--- MATERIAL PROVIDED Enclosed Below ---

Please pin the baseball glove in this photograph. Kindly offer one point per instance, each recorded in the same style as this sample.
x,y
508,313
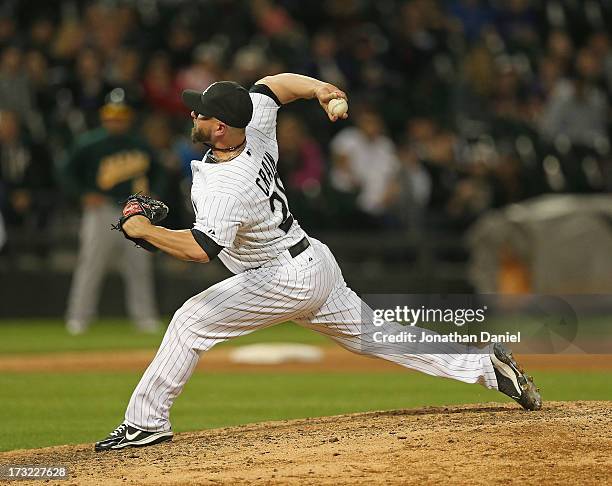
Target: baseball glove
x,y
141,205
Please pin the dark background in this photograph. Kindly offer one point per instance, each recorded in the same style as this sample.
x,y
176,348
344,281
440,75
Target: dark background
x,y
479,104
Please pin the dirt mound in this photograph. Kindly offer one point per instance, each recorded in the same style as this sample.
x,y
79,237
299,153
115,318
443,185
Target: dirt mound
x,y
565,442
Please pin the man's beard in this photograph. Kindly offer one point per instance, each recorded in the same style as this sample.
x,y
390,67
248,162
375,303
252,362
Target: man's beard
x,y
199,136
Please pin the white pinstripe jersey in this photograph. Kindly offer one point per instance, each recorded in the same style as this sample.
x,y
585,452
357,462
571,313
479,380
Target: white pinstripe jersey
x,y
241,204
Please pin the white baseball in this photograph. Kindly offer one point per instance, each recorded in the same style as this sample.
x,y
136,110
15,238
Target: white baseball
x,y
338,106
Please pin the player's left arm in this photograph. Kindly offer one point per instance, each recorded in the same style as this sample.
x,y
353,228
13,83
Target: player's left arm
x,y
289,87
180,244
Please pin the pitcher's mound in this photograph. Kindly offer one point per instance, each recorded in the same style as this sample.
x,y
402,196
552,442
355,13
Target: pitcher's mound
x,y
566,442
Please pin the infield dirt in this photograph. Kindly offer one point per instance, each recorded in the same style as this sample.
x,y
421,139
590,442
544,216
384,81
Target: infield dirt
x,y
565,442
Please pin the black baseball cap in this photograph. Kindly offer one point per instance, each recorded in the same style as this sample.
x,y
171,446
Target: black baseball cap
x,y
225,100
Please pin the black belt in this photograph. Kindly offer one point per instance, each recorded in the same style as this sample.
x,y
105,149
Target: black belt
x,y
299,247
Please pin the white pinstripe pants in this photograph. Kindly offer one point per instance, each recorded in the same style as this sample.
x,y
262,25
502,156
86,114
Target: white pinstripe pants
x,y
309,290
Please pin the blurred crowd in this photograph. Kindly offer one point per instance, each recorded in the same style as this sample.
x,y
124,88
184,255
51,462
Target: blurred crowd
x,y
456,106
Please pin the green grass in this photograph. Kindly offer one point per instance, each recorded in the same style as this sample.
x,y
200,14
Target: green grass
x,y
49,336
59,408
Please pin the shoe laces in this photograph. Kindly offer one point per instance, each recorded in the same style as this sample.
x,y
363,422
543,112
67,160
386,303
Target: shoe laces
x,y
119,430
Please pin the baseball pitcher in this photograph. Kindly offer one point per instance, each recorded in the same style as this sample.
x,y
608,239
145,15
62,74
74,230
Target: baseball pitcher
x,y
243,218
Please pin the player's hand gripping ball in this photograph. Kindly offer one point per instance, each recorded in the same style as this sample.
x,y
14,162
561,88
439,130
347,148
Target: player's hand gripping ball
x,y
338,107
141,205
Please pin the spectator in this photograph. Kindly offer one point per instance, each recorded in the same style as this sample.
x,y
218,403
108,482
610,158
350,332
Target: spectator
x,y
26,182
365,162
300,167
15,90
578,108
104,167
88,89
162,91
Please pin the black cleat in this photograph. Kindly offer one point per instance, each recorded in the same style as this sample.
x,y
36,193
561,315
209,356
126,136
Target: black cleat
x,y
512,381
127,436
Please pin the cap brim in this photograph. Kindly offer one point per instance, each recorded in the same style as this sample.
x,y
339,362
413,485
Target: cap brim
x,y
193,100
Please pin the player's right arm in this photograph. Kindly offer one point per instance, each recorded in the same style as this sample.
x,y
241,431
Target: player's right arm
x,y
289,87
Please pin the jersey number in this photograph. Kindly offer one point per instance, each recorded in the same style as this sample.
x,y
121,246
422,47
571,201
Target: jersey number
x,y
282,199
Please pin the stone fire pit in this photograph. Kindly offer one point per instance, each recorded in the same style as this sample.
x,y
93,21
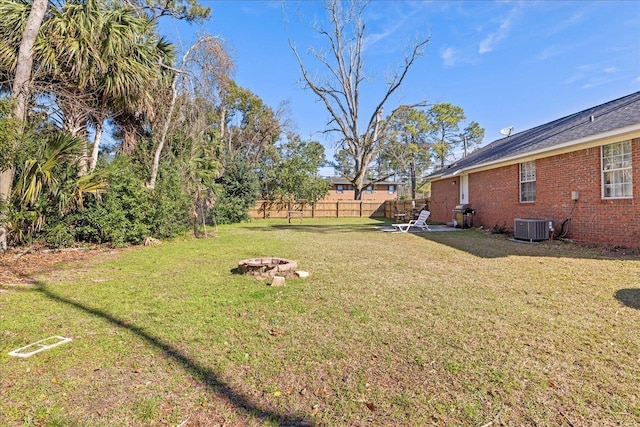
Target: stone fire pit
x,y
268,267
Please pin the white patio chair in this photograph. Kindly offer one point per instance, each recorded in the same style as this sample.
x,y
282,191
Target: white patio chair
x,y
420,223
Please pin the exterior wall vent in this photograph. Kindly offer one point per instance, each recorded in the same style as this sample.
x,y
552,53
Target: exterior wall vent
x,y
532,229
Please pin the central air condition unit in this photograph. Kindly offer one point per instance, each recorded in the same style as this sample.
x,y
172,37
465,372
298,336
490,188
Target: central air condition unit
x,y
532,229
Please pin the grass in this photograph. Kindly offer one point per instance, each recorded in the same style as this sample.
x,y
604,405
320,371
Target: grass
x,y
459,328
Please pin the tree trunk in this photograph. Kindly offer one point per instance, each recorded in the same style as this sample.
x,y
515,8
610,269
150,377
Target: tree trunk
x,y
174,95
96,145
412,169
20,93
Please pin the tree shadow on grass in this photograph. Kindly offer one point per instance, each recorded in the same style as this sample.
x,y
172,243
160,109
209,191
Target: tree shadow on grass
x,y
629,297
201,373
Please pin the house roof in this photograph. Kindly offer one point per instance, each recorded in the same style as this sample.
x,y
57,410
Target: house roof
x,y
344,181
612,118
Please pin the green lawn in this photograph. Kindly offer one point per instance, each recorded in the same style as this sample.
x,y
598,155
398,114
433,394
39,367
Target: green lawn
x,y
457,328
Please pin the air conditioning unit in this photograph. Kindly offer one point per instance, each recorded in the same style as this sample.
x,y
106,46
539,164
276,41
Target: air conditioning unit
x,y
532,229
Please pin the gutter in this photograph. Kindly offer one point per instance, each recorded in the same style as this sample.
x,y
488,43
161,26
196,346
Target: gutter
x,y
557,147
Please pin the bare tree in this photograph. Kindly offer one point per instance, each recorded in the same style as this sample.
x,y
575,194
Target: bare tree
x,y
340,92
215,66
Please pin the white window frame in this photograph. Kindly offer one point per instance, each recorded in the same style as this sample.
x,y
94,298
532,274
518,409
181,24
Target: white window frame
x,y
617,170
527,176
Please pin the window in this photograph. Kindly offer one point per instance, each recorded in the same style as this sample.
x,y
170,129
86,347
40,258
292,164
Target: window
x,y
617,178
528,182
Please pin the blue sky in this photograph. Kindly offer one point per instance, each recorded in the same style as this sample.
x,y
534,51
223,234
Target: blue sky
x,y
506,63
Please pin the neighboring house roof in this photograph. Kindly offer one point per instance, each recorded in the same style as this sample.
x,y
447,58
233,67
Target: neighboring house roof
x,y
340,180
616,117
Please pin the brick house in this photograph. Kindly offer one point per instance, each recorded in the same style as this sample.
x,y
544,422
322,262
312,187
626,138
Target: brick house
x,y
582,171
341,189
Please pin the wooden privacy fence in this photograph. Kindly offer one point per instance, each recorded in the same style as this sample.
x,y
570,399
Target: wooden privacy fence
x,y
264,209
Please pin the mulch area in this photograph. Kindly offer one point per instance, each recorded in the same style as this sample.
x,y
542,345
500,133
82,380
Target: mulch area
x,y
20,266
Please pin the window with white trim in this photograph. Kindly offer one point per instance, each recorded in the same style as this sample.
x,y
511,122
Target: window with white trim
x,y
528,182
617,176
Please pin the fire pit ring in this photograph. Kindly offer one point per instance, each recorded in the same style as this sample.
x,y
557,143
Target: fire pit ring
x,y
268,267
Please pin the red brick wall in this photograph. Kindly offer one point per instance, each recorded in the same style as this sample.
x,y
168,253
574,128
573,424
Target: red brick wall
x,y
494,194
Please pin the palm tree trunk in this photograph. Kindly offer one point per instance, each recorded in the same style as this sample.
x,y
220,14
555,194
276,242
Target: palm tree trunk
x,y
96,144
20,92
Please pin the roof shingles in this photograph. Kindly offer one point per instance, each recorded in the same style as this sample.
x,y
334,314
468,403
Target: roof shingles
x,y
612,115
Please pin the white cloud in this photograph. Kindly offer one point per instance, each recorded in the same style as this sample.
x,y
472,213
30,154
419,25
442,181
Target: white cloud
x,y
550,52
449,56
489,43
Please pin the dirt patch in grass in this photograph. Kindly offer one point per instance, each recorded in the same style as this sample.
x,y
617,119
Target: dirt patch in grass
x,y
22,266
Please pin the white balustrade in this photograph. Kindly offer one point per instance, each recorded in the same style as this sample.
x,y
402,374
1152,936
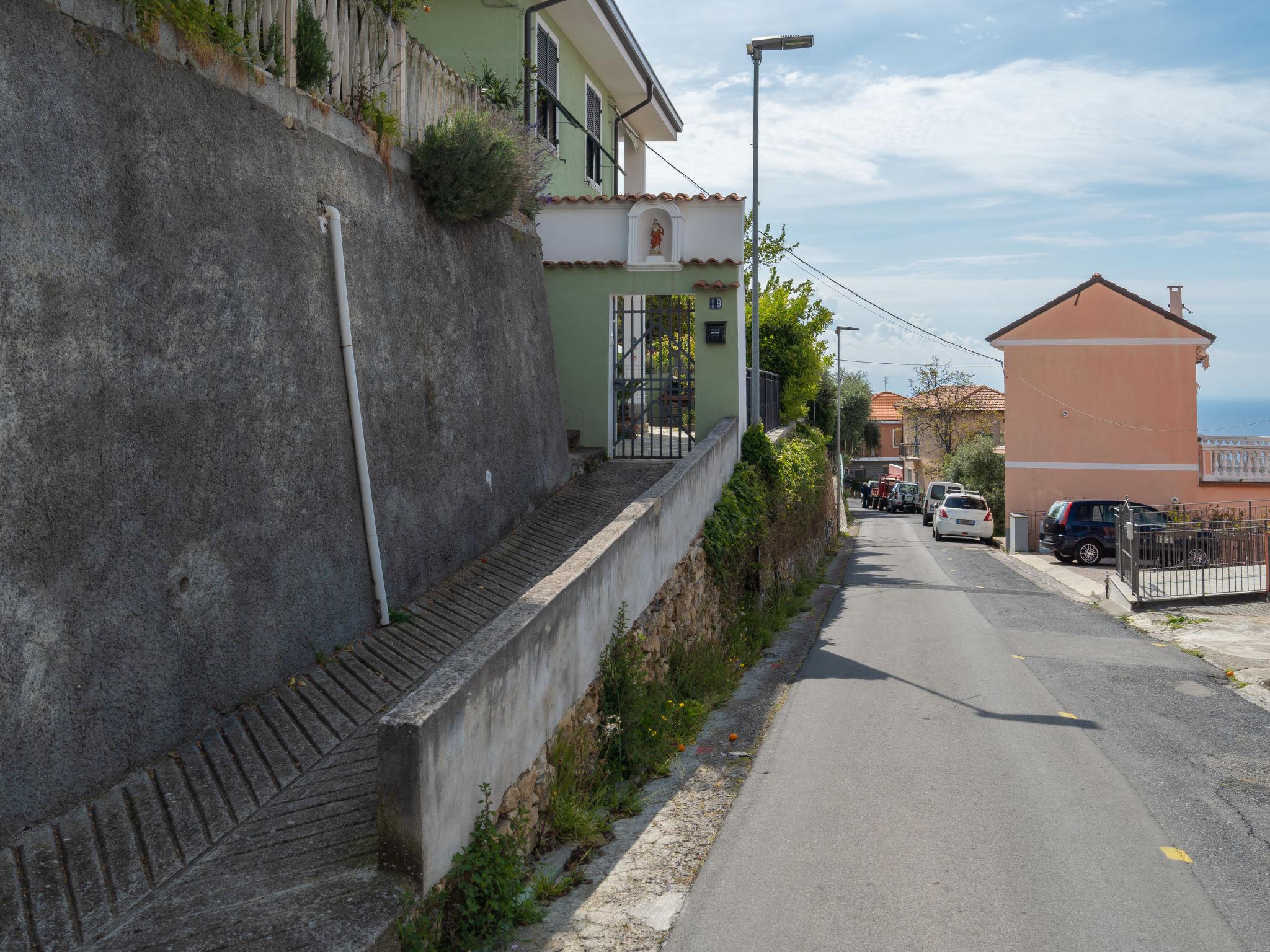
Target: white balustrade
x,y
1236,459
419,88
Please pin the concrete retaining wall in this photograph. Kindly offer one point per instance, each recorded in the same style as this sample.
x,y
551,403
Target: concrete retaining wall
x,y
179,516
486,712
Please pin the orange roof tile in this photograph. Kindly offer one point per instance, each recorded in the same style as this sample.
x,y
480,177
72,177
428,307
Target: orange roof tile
x,y
649,196
973,398
884,405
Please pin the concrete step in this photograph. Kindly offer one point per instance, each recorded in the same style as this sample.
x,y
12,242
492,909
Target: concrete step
x,y
271,811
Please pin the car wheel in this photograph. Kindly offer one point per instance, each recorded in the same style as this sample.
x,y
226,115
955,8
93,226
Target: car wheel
x,y
1089,552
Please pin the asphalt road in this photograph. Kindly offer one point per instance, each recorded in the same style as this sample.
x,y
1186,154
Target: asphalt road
x,y
923,788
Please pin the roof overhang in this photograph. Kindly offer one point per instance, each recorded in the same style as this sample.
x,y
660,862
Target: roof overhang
x,y
600,33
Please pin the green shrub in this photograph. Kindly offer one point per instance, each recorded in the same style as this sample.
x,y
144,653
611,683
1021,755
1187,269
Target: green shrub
x,y
479,904
313,56
475,164
756,450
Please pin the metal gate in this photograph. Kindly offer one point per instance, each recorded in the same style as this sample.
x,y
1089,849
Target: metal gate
x,y
654,390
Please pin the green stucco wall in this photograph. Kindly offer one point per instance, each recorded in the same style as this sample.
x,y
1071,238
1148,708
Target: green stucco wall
x,y
465,33
579,304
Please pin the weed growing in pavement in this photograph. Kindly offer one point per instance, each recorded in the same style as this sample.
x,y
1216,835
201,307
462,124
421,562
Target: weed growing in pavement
x,y
482,901
1176,622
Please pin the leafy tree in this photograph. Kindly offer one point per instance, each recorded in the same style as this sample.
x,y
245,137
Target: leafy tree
x,y
975,466
313,55
790,324
938,409
856,408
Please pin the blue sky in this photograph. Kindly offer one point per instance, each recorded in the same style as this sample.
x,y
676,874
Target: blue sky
x,y
963,163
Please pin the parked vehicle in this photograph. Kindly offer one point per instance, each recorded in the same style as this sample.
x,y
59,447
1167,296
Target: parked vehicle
x,y
905,498
1083,531
963,514
935,493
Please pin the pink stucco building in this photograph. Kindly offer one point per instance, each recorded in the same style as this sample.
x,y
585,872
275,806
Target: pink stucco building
x,y
1100,404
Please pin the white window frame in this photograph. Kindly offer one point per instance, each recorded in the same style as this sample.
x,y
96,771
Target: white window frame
x,y
554,148
586,174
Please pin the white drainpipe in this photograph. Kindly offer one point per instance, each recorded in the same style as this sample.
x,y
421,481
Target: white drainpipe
x,y
355,412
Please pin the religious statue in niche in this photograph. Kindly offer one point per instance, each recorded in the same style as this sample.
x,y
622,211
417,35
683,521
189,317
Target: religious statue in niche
x,y
654,238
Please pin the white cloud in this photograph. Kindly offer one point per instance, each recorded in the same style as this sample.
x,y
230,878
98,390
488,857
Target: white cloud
x,y
1077,239
1249,220
1029,126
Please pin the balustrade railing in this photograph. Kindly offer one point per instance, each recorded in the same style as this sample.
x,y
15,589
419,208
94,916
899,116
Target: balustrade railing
x,y
370,51
1235,459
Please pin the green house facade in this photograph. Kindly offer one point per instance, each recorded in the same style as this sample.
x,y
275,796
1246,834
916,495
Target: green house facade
x,y
588,71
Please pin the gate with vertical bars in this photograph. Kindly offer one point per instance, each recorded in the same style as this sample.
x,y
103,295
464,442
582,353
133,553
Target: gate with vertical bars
x,y
654,389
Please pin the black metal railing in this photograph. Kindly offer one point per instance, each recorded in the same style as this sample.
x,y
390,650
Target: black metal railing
x,y
769,399
1178,555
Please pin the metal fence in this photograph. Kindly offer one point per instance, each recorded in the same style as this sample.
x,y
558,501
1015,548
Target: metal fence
x,y
769,399
1174,555
373,55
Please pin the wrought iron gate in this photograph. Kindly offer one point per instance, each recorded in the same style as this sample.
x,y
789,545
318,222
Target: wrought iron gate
x,y
654,389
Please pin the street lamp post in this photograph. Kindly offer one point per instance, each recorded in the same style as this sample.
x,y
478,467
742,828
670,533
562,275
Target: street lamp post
x,y
756,47
837,430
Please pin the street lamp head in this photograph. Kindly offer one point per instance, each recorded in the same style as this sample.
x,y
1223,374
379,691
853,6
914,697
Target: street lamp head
x,y
756,46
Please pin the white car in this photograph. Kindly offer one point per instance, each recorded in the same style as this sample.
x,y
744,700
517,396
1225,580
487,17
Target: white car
x,y
935,493
963,514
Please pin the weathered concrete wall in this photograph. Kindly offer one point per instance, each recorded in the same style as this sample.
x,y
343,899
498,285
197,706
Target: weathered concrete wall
x,y
486,712
179,517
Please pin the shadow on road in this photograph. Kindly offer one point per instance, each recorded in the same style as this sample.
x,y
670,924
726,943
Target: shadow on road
x,y
822,666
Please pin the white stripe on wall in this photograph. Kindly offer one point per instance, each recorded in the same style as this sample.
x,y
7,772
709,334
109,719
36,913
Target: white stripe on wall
x,y
1152,467
1103,342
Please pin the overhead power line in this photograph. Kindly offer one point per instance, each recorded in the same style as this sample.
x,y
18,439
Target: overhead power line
x,y
884,314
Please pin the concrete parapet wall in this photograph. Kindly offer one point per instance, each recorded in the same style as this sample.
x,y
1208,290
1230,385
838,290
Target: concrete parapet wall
x,y
486,712
179,516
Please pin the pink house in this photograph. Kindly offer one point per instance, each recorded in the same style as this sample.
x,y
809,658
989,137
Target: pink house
x,y
1100,389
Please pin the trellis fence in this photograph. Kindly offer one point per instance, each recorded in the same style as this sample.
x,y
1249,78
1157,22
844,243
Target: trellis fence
x,y
368,48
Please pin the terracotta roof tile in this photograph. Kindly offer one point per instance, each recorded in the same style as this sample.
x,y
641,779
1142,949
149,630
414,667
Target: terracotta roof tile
x,y
649,196
884,405
1099,280
974,398
584,265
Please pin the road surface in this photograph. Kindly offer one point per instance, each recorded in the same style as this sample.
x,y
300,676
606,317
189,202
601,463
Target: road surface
x,y
968,759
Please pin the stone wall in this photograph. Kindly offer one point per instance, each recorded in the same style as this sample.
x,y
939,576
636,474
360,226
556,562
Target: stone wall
x,y
686,609
179,514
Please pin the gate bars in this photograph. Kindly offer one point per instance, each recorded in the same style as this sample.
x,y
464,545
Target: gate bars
x,y
654,385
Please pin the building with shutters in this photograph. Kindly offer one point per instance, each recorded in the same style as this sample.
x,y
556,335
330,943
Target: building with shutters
x,y
593,98
648,315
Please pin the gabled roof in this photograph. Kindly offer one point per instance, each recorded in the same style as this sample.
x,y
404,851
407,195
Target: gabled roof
x,y
1099,280
884,405
978,398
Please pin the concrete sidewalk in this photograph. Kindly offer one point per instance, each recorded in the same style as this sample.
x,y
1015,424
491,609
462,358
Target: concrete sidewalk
x,y
1233,637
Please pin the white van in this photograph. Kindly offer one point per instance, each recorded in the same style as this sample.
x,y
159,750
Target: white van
x,y
935,493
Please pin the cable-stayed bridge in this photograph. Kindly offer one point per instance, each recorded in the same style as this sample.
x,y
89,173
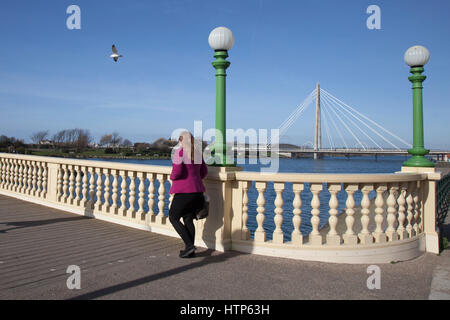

--- End of Enclosed MATERIAL PROVIDED ---

• TASK REQUIREMENTS: An acceptable answer consists of the lines above from the one holding "Please pin the white van" to the end of the data, repeated exactly and containing no pictures.

• TASK ANSWER:
Please pin the white van in this photograph. Kindly offer one point per instance, each recorded in the same style as this sample.
x,y
159,750
Target: white van
x,y
935,493
Please pin the cable-stayed bridge in this photograph. Kindly offer one point per instance, each recorded in the same style as this sample.
x,y
89,173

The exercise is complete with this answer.